- [Предоставленный текст]:
|---|

При следующем визите на исследованную вдоль, поперёк и по диагонали "изюмную территорию", оказывалось, что намедни не все ягоды съедены, что можно набрать ещё толику сладости! Ягоды будут съедобны, и родная память не станет портить жизнь напоминанием о том, что изюм три дня назад всё же был лучше, чем сегодня! Тайна в памяти, или ящик с изюмом всё же был волшебным? Или ягоды всё же окончательно бесповоротно съедены? От них остался один мусор… до следующего раза…если хорошо порыться, то можно будет ещё набрать немного этих небесных ягод?
Сколько времени сестра копалась в "винограднике" — об этом никогда не спрашивал.
А ещё отцом были "похищены" сливы с винного завода. Для чего они находились на винном заводе, что с ними там делали — о таком догадался в свои тридцать. Чего с меня взять, отсталость! И сливы были съедобные, но более трёх-двух штук за один приём они почему-то в рот не лезли: уж очень сильно от них разило алкоголем. До опьянения!
При таком экономическом положении в семействе (у других оно было не лучше) мы встретили второй месяц осени. За окном лил дождь, временами переходя в снег, печь топилась только на ночь, спать ложились рано: берегли керосин. Польза первых месяцев оккупации была несомненная: во сне голод был слабее потому, что он как бы проходил мимо сознания. А когда проснусь — вдруг случится чудо и мать даст кусок хлеба!?
Благословенная война! Многое из своего "ассортимента" ты показала, но самое прекрасное, с чем познакомила очень многих — это порция пищи, коя у тебя не должна быть меньше, или больше, чем у твоей сестры.
Дни начинались с того, что нам, проснувшимся, в постель, кою мать называла "логовом", подавала по куску хлеба, намазанного постным маслом с редкими кристалликами сахара. Откуда бралась сахарная благодать, из каких закромов — мы не спрашивали. Жевание куска хлеба, слегка мазанного подсолнечным маслом и чуть-чуть посыпанного сахаром, было очень похоже на завтрак аристократов с названием "кофе в постели". С существенной разницей: мы сорили крошками от хлебных кусков совсем не аристократично. Перед следующим "сеансом спанья" забывали стряхивать крошки, и они, высохшие от тепла наших тел, впивались в зады, бока и спины. После "кофе в постели", мы продолжали оставаться в "логове" до тех пор, пока в келье мать не поднимала температуру с помощью плиты и мы вылезали из "укрытия". Начинался день.

|---|

- [Цель A]: Изложите короче абзац предоставленного текста, который начинается словами «Дни начинались с того». Сохраните его основные факты.
- [Цель B]:
Ответьте по предоставленному тексту на вопросы:
(i) Откуда отец «похитил» сливы?
(ii) Почему спать ложились рано?
(iii) Как мать называла постель?

Записи координатной разметки:
|---|

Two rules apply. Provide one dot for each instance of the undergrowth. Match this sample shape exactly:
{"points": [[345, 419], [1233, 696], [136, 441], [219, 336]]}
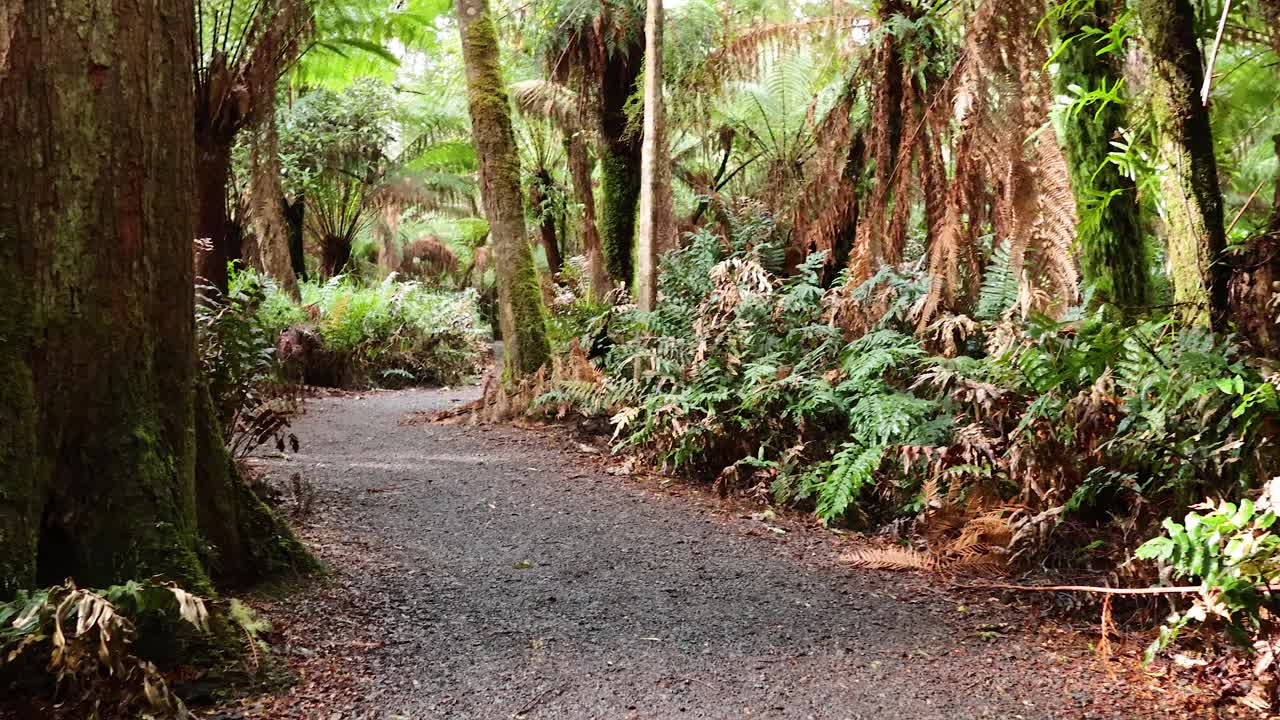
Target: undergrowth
{"points": [[988, 436]]}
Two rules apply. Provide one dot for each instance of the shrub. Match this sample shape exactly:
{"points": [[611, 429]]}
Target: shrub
{"points": [[396, 332], [83, 639]]}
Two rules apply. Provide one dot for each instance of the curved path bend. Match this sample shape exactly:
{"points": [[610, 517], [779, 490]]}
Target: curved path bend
{"points": [[496, 573]]}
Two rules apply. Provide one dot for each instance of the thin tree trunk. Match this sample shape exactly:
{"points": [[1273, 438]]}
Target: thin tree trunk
{"points": [[1112, 255], [213, 224], [520, 305], [1193, 200], [295, 220], [265, 215], [580, 167], [545, 223], [104, 470], [657, 224]]}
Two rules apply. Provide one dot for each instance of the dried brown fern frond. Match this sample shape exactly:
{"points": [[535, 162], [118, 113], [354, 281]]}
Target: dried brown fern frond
{"points": [[741, 57], [891, 557]]}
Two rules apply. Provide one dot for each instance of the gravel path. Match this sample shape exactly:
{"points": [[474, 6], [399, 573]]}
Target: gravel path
{"points": [[498, 573]]}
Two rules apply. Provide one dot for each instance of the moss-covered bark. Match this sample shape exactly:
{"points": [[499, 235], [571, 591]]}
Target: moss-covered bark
{"points": [[1112, 250], [99, 368], [245, 541], [580, 168], [1192, 197], [620, 154], [99, 449], [295, 218], [521, 317], [620, 199], [213, 224]]}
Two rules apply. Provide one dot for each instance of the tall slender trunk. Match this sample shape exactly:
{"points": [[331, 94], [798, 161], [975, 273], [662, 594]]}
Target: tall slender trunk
{"points": [[1193, 200], [521, 317], [545, 222], [265, 217], [213, 223], [580, 168], [97, 456], [657, 224], [1112, 249], [620, 160]]}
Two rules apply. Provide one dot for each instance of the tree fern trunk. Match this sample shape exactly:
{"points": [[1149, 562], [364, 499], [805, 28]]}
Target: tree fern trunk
{"points": [[97, 455], [1193, 200], [580, 168], [520, 305], [657, 224], [1110, 235]]}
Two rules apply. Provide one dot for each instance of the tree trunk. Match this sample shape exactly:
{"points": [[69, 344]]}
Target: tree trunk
{"points": [[99, 454], [97, 463], [657, 224], [213, 223], [1193, 200], [265, 217], [620, 162], [295, 217], [1112, 249], [520, 305], [580, 167]]}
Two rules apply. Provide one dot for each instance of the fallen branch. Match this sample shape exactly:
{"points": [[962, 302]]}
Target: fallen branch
{"points": [[1174, 589]]}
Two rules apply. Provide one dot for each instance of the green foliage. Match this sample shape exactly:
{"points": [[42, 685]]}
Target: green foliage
{"points": [[82, 638], [741, 373], [1232, 552]]}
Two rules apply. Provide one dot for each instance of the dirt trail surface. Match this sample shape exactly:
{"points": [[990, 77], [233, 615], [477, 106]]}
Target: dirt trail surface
{"points": [[497, 573]]}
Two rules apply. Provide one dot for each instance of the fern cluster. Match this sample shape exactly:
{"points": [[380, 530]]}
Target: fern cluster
{"points": [[746, 377]]}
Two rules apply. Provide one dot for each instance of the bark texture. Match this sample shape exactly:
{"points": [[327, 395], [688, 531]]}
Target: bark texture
{"points": [[104, 449], [1112, 250], [657, 223], [1193, 200], [521, 317], [97, 456], [620, 160]]}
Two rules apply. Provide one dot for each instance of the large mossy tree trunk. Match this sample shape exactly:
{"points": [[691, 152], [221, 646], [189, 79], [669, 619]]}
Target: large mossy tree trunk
{"points": [[620, 160], [213, 220], [1112, 249], [1192, 196], [521, 317], [99, 452]]}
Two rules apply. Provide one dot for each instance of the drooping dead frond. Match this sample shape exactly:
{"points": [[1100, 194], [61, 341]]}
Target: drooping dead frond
{"points": [[828, 205], [741, 57], [428, 256], [1008, 169]]}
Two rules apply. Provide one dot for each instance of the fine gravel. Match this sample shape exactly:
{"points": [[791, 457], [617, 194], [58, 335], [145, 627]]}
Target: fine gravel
{"points": [[504, 573]]}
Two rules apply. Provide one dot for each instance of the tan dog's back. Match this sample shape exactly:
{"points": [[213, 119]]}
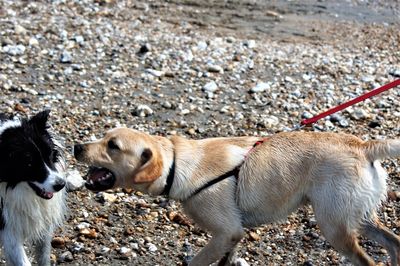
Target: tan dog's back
{"points": [[299, 167]]}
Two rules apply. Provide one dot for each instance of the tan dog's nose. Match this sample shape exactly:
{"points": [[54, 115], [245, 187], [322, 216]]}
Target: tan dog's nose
{"points": [[78, 149]]}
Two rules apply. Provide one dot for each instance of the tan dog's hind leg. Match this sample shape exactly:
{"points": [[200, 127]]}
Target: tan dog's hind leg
{"points": [[346, 243], [218, 246], [217, 213], [376, 231]]}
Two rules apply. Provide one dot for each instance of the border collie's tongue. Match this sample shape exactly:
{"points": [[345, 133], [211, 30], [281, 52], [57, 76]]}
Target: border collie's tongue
{"points": [[100, 179], [98, 174]]}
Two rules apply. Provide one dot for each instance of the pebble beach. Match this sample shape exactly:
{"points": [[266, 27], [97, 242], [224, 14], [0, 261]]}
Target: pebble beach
{"points": [[198, 69]]}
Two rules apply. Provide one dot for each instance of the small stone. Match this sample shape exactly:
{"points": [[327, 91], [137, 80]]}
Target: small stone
{"points": [[155, 73], [65, 57], [367, 79], [271, 121], [66, 257], [79, 39], [241, 262], [107, 197], [359, 114], [250, 44], [336, 118], [151, 247], [289, 79], [215, 68], [18, 29], [14, 49], [78, 247], [144, 48], [124, 250], [58, 242], [74, 180], [254, 236], [143, 110], [210, 87], [374, 124], [33, 41], [394, 195], [395, 72], [260, 87], [89, 233], [104, 250], [20, 108]]}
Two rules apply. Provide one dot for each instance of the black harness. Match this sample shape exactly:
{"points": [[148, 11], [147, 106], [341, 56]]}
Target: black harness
{"points": [[234, 172], [170, 180]]}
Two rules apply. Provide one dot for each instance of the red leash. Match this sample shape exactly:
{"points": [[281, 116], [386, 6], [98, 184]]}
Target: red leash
{"points": [[351, 102]]}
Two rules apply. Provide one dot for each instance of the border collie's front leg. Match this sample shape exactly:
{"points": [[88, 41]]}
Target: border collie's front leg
{"points": [[14, 251], [42, 251]]}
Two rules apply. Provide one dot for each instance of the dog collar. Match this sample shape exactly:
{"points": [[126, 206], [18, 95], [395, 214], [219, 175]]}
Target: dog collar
{"points": [[170, 178]]}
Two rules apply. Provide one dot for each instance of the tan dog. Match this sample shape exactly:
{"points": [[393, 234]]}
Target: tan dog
{"points": [[339, 175]]}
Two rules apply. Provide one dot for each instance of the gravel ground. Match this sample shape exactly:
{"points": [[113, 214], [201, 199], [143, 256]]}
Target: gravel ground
{"points": [[198, 69]]}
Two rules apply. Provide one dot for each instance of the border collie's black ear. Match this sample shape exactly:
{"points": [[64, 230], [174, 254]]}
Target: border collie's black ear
{"points": [[40, 119]]}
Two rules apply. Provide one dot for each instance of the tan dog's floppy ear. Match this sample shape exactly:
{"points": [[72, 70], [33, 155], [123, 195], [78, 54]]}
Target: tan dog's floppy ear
{"points": [[151, 168]]}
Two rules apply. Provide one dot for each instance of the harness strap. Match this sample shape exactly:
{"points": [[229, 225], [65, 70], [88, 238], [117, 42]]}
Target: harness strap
{"points": [[234, 172], [170, 178]]}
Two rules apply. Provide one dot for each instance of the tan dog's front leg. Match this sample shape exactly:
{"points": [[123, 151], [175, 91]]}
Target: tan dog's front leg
{"points": [[219, 245], [216, 211]]}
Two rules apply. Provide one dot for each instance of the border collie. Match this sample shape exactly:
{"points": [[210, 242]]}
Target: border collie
{"points": [[31, 172]]}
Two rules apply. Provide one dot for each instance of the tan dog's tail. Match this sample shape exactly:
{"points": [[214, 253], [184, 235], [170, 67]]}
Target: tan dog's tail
{"points": [[381, 149]]}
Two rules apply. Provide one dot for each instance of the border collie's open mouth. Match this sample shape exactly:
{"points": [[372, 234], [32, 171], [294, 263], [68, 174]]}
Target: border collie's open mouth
{"points": [[41, 192], [99, 179]]}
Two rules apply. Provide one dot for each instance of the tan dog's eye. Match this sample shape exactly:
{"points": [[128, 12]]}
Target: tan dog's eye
{"points": [[112, 145]]}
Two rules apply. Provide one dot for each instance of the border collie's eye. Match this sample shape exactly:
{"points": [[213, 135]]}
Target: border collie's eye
{"points": [[54, 156], [112, 145]]}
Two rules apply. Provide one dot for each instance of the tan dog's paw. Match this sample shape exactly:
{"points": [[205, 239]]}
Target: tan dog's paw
{"points": [[240, 262]]}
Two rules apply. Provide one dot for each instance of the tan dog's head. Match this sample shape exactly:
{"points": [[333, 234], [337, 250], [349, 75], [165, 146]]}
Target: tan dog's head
{"points": [[122, 158]]}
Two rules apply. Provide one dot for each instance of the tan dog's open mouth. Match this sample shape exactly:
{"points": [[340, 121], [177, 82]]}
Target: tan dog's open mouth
{"points": [[99, 179]]}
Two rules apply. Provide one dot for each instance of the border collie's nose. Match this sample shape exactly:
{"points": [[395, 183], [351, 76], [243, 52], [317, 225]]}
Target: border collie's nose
{"points": [[78, 149], [59, 185]]}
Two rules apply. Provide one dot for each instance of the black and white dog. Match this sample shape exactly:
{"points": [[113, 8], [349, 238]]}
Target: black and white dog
{"points": [[31, 172]]}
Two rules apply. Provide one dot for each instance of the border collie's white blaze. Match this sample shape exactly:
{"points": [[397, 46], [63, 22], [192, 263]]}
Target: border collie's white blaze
{"points": [[31, 172]]}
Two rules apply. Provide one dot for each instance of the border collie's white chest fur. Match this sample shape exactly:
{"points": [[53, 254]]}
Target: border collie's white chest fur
{"points": [[28, 215]]}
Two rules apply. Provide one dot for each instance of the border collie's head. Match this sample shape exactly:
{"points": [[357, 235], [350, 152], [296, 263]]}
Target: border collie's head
{"points": [[28, 154]]}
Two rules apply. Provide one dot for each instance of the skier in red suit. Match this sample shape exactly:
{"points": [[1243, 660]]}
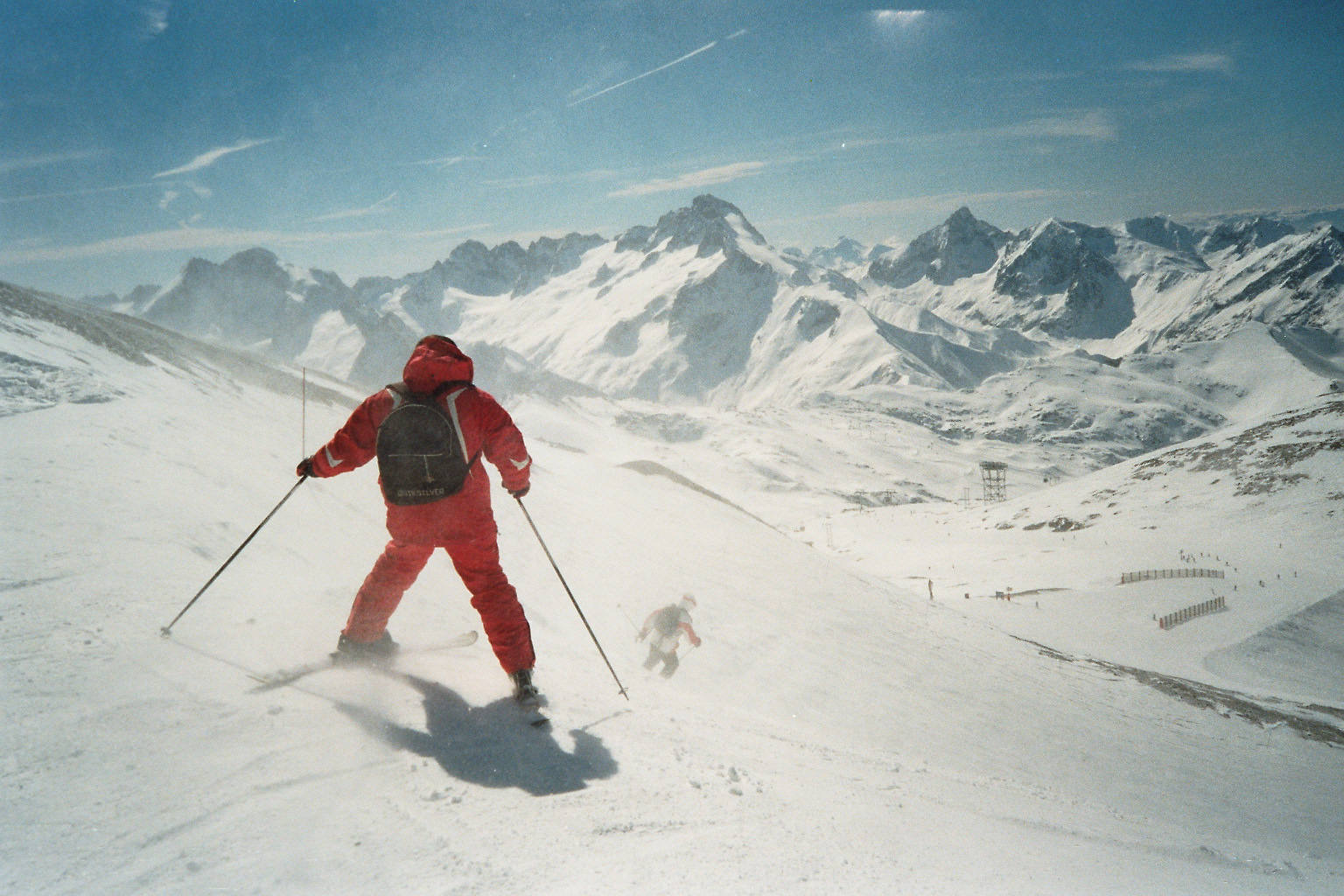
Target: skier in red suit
{"points": [[463, 522]]}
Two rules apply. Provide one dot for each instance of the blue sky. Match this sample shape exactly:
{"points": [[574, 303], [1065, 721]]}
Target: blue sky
{"points": [[370, 137]]}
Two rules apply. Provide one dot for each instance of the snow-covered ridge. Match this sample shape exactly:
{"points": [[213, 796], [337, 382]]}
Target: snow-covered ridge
{"points": [[980, 324]]}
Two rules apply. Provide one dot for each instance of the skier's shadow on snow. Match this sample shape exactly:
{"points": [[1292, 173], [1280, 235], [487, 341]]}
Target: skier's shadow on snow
{"points": [[491, 746]]}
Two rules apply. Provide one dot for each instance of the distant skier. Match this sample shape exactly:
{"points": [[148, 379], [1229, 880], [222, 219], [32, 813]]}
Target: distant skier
{"points": [[667, 626], [426, 514]]}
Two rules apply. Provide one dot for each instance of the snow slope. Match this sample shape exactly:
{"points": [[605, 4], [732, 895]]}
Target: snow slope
{"points": [[837, 732]]}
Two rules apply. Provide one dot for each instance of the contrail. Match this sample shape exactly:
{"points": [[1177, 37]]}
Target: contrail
{"points": [[207, 158], [651, 72]]}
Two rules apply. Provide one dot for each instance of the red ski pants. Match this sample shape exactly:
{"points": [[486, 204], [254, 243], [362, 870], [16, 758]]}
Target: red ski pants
{"points": [[478, 562]]}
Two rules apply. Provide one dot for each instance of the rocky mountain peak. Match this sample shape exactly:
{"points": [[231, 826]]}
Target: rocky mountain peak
{"points": [[962, 246], [710, 223]]}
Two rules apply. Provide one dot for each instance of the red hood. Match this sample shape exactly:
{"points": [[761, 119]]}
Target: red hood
{"points": [[434, 361]]}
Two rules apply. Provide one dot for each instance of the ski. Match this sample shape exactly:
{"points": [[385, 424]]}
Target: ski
{"points": [[281, 677]]}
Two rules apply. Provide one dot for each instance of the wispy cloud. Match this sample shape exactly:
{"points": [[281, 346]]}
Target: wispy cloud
{"points": [[898, 18], [153, 18], [443, 161], [651, 72], [193, 240], [695, 178], [66, 193], [529, 182], [207, 158], [1096, 124], [376, 208], [1219, 63], [46, 160]]}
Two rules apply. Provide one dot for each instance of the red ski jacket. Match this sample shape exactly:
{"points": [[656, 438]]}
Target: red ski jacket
{"points": [[486, 430]]}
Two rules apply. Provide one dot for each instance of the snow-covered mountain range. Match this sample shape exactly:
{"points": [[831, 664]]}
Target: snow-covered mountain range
{"points": [[970, 329], [864, 713]]}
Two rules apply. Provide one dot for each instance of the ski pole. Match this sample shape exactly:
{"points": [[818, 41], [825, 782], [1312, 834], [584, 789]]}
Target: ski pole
{"points": [[167, 629], [542, 542]]}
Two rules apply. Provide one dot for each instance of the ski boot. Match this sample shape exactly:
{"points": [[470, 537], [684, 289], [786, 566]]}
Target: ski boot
{"points": [[524, 692], [370, 652]]}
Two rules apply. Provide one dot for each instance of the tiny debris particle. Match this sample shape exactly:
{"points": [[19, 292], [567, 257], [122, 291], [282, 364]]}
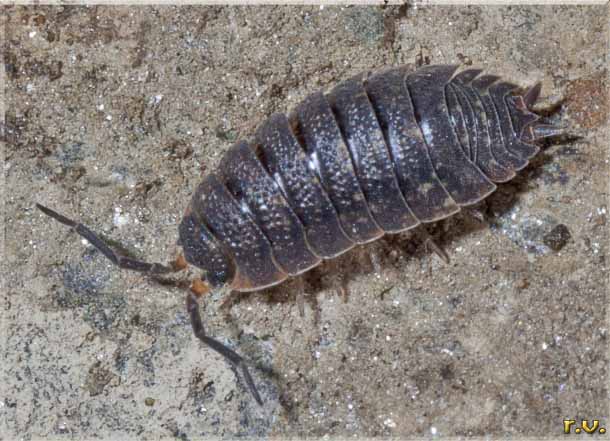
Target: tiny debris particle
{"points": [[522, 283], [557, 237]]}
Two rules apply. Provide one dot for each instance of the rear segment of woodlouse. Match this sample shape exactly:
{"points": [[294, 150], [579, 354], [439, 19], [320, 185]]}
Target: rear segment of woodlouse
{"points": [[377, 154]]}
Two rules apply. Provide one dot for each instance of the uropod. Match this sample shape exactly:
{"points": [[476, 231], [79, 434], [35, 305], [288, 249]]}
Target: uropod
{"points": [[380, 153]]}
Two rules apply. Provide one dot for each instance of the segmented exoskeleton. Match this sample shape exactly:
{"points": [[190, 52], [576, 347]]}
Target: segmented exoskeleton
{"points": [[378, 154]]}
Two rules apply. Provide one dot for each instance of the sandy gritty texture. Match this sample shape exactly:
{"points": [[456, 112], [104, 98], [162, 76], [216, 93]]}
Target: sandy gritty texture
{"points": [[114, 113]]}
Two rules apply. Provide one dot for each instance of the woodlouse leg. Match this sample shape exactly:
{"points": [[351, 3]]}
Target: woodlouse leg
{"points": [[117, 259], [193, 309]]}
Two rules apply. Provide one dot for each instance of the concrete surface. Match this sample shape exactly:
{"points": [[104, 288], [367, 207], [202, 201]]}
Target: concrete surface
{"points": [[112, 115]]}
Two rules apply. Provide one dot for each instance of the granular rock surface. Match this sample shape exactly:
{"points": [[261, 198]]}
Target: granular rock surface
{"points": [[112, 115]]}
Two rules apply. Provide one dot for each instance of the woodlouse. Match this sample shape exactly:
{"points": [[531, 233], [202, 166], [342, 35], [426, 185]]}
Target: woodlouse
{"points": [[379, 154]]}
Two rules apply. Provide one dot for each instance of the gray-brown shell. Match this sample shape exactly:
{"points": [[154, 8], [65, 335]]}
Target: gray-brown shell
{"points": [[377, 154]]}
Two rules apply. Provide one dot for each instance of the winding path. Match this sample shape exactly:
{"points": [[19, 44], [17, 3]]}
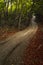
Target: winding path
{"points": [[11, 52]]}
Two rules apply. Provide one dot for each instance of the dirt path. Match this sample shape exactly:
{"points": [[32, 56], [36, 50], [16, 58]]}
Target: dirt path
{"points": [[33, 54]]}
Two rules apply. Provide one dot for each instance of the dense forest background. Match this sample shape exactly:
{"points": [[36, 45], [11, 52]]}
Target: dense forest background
{"points": [[18, 13]]}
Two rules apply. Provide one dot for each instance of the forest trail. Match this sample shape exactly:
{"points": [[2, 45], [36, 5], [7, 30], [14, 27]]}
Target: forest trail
{"points": [[16, 45]]}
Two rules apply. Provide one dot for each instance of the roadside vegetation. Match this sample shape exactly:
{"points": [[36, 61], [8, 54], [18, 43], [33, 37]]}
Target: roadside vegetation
{"points": [[17, 14]]}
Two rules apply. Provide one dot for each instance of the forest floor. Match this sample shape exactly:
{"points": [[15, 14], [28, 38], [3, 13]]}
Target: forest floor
{"points": [[6, 32], [33, 54]]}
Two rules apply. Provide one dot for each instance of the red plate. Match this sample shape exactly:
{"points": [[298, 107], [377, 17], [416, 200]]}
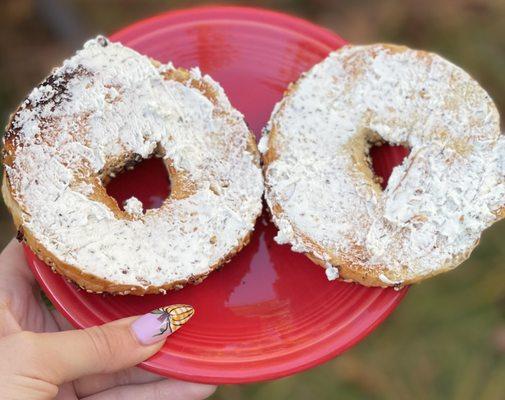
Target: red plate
{"points": [[269, 312]]}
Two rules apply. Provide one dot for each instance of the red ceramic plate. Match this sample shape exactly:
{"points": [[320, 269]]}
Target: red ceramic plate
{"points": [[269, 312]]}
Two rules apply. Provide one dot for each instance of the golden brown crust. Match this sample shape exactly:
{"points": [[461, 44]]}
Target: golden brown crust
{"points": [[181, 187], [352, 270]]}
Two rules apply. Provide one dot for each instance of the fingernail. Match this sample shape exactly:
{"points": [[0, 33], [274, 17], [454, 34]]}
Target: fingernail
{"points": [[161, 322]]}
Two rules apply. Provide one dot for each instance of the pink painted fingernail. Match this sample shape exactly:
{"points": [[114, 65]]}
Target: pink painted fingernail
{"points": [[161, 322]]}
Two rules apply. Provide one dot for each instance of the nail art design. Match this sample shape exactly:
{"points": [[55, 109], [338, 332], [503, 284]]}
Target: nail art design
{"points": [[161, 322], [173, 317]]}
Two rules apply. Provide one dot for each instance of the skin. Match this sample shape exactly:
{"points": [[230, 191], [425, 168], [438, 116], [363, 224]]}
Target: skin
{"points": [[44, 358]]}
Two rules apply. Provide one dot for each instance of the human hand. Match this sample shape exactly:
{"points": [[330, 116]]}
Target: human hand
{"points": [[42, 357]]}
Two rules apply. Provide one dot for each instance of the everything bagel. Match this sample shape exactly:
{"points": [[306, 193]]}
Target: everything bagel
{"points": [[321, 190], [104, 109]]}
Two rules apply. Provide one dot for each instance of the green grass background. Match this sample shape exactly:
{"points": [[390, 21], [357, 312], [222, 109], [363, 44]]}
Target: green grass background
{"points": [[447, 339]]}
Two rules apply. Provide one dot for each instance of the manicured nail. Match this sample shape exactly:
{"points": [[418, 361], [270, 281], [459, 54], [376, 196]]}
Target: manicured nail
{"points": [[161, 322]]}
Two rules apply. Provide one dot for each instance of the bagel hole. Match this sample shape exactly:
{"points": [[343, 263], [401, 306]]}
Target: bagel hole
{"points": [[384, 157], [147, 180]]}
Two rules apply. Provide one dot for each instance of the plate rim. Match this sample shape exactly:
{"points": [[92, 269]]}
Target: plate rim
{"points": [[327, 37]]}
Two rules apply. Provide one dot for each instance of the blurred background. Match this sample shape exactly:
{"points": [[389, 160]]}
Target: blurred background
{"points": [[447, 339]]}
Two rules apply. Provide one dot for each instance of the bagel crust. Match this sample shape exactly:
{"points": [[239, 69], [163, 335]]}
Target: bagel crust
{"points": [[319, 185], [102, 111]]}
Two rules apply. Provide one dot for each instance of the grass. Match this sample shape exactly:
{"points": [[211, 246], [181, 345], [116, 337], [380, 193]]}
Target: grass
{"points": [[447, 339]]}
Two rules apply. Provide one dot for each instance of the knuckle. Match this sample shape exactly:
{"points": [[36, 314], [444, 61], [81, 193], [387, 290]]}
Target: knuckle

|---|

- [Образец решения A]: По утрам мать подавала проснувшимся детям прямо в постель, которую называла «логовом», по куску хлеба с постным маслом и редкими кристалликами сахара. Откуда брался сахар, дети не спрашивали. Такой завтрак напоминал аристократический «кофе в постели», только крошки сыпались совсем не аристократично. Перед сном их забывали стряхнуть, и, высохнув, они впивались в тело. Из «логова» выбирались, лишь когда мать нагревала келью плитой, и тогда начинался день.

- [Образец решения B]:
(i) С винного завода.
(ii) Берегли керосин.
(iii) «Логовом».